Can you give these records again, swapping "innermost point" for "center point" throughout and leaving everything else unchanged?

--------

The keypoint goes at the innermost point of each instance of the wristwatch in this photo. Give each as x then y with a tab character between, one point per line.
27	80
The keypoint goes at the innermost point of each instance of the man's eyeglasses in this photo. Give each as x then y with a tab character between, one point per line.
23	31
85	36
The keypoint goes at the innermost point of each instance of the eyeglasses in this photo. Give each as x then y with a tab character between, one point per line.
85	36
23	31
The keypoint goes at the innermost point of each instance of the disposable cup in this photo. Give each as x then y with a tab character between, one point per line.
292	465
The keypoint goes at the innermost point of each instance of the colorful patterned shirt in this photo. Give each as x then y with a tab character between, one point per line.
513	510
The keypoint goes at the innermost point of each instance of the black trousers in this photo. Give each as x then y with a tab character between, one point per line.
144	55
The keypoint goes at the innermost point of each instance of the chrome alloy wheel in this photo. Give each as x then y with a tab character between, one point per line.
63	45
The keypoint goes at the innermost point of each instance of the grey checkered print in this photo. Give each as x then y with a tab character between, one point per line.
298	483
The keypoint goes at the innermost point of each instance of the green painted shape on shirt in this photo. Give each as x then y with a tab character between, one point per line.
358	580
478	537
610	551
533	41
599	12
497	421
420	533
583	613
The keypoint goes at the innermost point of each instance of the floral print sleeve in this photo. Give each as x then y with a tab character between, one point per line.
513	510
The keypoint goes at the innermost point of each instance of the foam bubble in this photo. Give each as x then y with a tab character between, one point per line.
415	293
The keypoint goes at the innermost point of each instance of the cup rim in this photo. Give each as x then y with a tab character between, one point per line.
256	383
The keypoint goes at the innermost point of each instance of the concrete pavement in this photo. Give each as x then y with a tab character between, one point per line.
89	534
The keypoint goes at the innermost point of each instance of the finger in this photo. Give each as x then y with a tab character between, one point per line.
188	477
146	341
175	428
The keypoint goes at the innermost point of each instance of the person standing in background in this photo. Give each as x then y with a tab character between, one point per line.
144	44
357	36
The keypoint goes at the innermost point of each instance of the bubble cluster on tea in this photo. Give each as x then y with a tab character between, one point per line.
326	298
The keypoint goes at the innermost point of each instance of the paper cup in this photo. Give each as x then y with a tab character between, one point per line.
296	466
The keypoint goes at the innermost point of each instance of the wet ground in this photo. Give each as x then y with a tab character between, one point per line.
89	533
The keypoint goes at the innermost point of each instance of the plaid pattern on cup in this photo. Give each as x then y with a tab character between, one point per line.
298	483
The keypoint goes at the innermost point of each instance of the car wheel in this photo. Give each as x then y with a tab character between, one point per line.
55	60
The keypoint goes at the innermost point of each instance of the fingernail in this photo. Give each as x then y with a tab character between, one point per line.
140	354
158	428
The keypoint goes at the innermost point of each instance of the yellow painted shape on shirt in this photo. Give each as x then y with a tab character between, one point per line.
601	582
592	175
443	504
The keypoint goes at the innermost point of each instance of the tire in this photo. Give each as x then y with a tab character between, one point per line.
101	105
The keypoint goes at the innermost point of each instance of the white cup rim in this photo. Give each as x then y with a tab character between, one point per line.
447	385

--------

*Result*.
The keypoint goes at the center point of each instance of the wristwatch in this photo. Give each as x then y with a tab character between, one point per line.
27	80
The keypoint goes at the center point of each instance of the man's eyeglasses in this photo. Give each as x then y with a tab character between, one point per line.
23	31
85	36
The keypoint goes at the center point of each instance of the eyeglasses in this photo. Give each as x then y with a tab character between, one point per line.
85	36
23	31
The keypoint goes at the center point of each instance of the disposable cup in this photo. Give each as x then y with a tab character between, one point per line.
292	465
The keypoint goes at the center point of each instance of the colorful patterned shirt in this photo. Give each as x then y with a tab character between, one point per line.
513	510
The keypoint goes at the center point of each instance of the black trousers in this photo. Give each as x then y with a tab character between, one point per line.
144	55
The keypoint goes at the center point of each instance of the chrome alloy wheel in this photo. Give each as x then y with a tab character between, one point per line.
63	45
The keypoint goes at the center point of each instance of the grey checkered print in this photo. Give each as x then y with a tab character between, one point per line.
298	483
The keypoint goes at the center point of each instance of the green painted shape on shirt in this photo. Give each as x then y with a tab character between, one point per line.
358	580
478	537
610	551
533	41
599	12
497	421
420	533
583	613
The keypoint goes at the center point of each instance of the floral print sleeve in this photo. Give each as x then y with a tab character between, one point per line.
513	510
The keypoint goes at the center point of each instance of the foam bubble in this photo. Give each as x then y with a tab character between, one point per line.
415	293
The keypoint goes at the center point of each instance of the cup rim in this photo. Give each as x then y with a tab character between, one point per line.
256	383
The keypoint goes at the center point of each instance of the concrete pavement in this photo. Give each as x then y with a tab character between, one point per line.
89	534
The keypoint goes at the center point of each instance of the finger in this photo. Give each as x then y with a tab character between, one point per line.
188	477
146	341
175	428
The keypoint goes at the center point of each instance of the person standing in background in this photo. Give each as x then y with a tab character between, one point per line.
144	44
357	36
The keypoint goes at the center point of each instance of the bubble cluster on tea in this photo. Give each as x then y with a tab character between, one point per line.
326	298
The keypoint goes at the center point of each instance of the paper cup in this photo. Give each as x then y with a tab character between, one point per line.
296	466
The keypoint goes at the center point of each instance of the wet ground in this photo. Give each as x then y with a tab character between, one point per line.
89	533
The keypoint goes at the center point of each instance of the plaid pattern on cup in this photo. Give each as x then y with a tab character between, one point per line.
298	483
The keypoint goes at the center point of each instance of the car wheel in this photo. Give each as x then y with a tab character between, one point per line.
55	60
The keypoint goes at the center point of each instance of the fingernail in this photo. Give each as x then y with a tab character between, one point per line.
140	354
158	428
The keypoint goes at the center point of each instance of the yellow painted shape on shirt in this photo. Give each as x then y with a tab character between, one point per line.
601	582
592	175
443	504
The keypoint goes at the center point of each instance of the tire in this photo. Give each as x then y with a tab character between, one point per line.
101	105
The keypoint goes at the center point of each instance of the white cup rim in this photo. Give each as x then y with a tab character between, one point per line.
447	385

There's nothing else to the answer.